**Text provided**
------------------------------------------------------------------------
Single Actuator Wave-like robot (Credit: Ben-Gurion University of the Negev)
Dr. David Zarrouk, a senior lecturer in the Mechanical Engineering Department at the Ben-Gurion University of the Negev (BGU), has developed the first Single Actuator Wave-like Robot (SAW) capable of producing a pure wave motion with the help of a single motor.
The SAW robot is a potential candidate for medical applications, and search, rescue, maintenance, and security scenarios.
Dr. Zarrouk and two Masters students, Ilanit Waksman and Nir Dagani, investigate the movement of this innovative robot. Waksman studies swimming in viscous liquids and Dagani explores movements on slippery and flexible surfaces in an effort to simulate the locomotion of robots in the human body.
------------------------------------------------------------------------
**Material shown**

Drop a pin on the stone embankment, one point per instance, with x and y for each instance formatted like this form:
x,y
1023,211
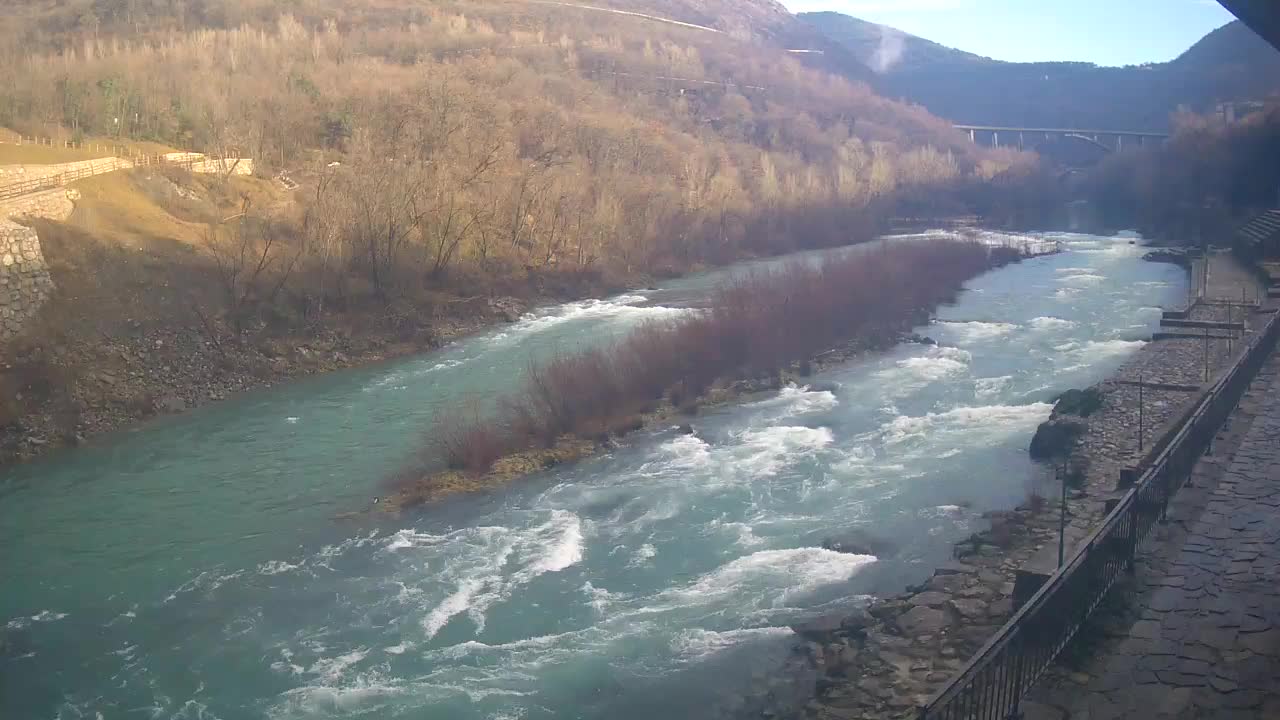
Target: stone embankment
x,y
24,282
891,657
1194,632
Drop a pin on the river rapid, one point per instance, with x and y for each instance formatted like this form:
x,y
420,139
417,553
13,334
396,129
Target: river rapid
------------------------------------------------------------------------
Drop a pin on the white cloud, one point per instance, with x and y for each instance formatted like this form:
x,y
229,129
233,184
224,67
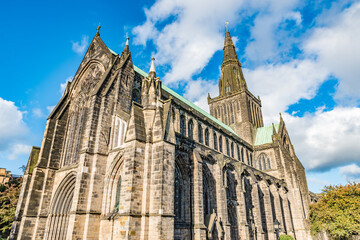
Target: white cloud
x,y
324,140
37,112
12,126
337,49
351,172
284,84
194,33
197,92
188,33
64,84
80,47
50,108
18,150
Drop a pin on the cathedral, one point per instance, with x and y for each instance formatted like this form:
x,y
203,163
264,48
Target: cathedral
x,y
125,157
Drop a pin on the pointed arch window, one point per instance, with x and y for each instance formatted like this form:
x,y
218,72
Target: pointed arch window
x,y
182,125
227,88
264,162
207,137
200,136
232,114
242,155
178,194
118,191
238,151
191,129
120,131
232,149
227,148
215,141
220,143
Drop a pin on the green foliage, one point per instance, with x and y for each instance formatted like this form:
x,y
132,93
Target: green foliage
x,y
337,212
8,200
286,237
------------------------------------------------------------------------
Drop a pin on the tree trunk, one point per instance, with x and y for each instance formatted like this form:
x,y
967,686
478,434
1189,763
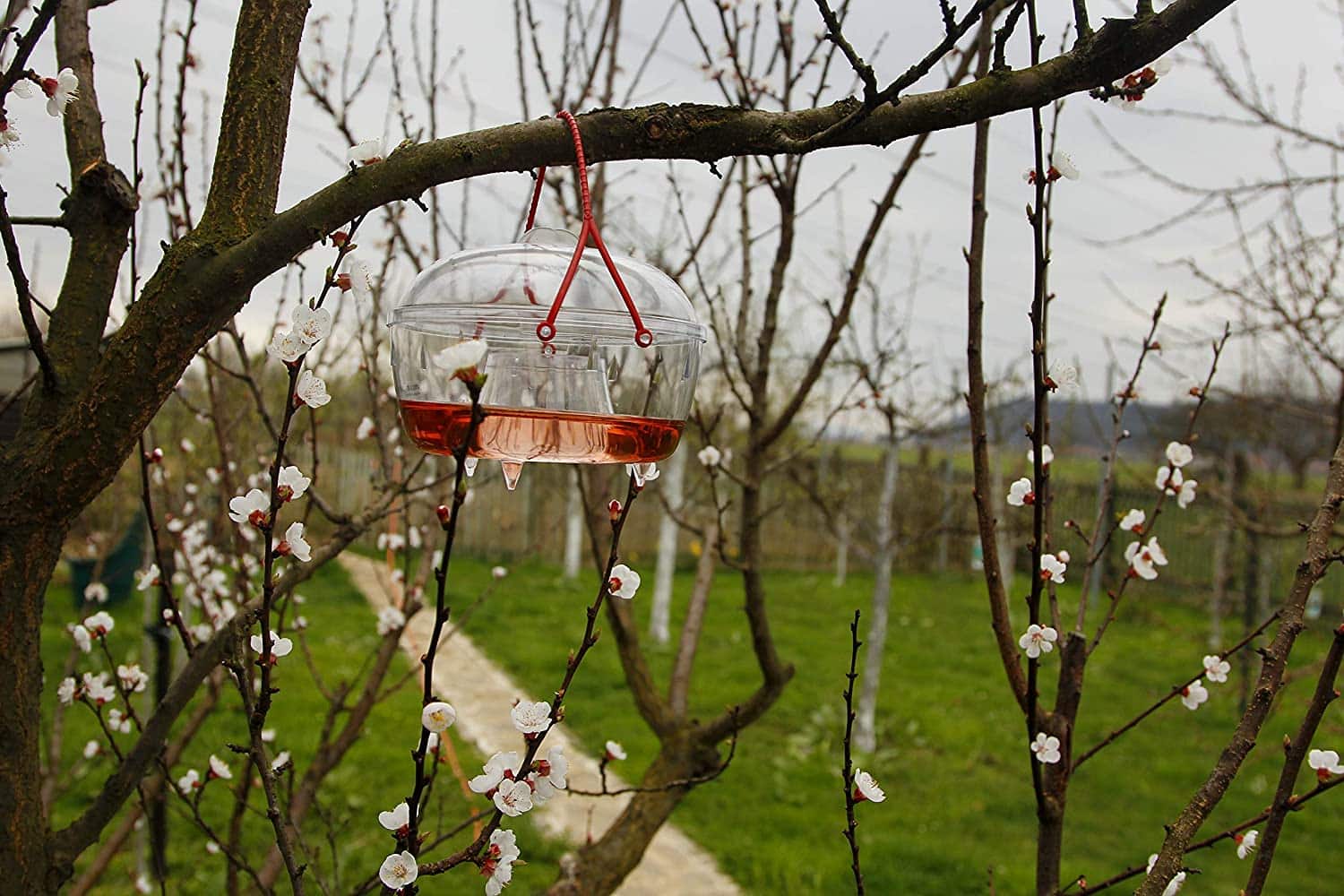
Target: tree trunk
------------------------------------------------------------------------
**Task details**
From the wave-robot text, pull out the stretch from "Single Actuator Wave-like robot (Credit: Ben-Gurion" through "a single motor.", word for word. Rely only on the wave-robot text, not on the items.

**Answer section**
Single Actuator Wave-like robot (Credit: Ben-Gurion University of the Negev)
Dr. David Zarrouk, a senior lecturer in the Mechanical Engineering Department at the Ben-Gurion University of the Negev (BGU), has developed the first Single Actuator Wave-like Robot (SAW) capable of producing a pure wave motion with the help of a single motor.